## YOUR INSTRUCTIONS
Write out the records again, exactly. Nothing may be dropped.

## DATASET EXTRACT

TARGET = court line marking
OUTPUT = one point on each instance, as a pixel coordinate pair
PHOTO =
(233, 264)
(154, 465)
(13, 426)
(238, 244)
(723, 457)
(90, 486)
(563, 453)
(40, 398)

## EXERCISE RESULT
TARGET = court line marking
OUTPUT = one point on each instance, as a pixel coordinate pair
PHOTO =
(233, 264)
(154, 465)
(13, 426)
(238, 244)
(723, 457)
(90, 486)
(563, 453)
(40, 398)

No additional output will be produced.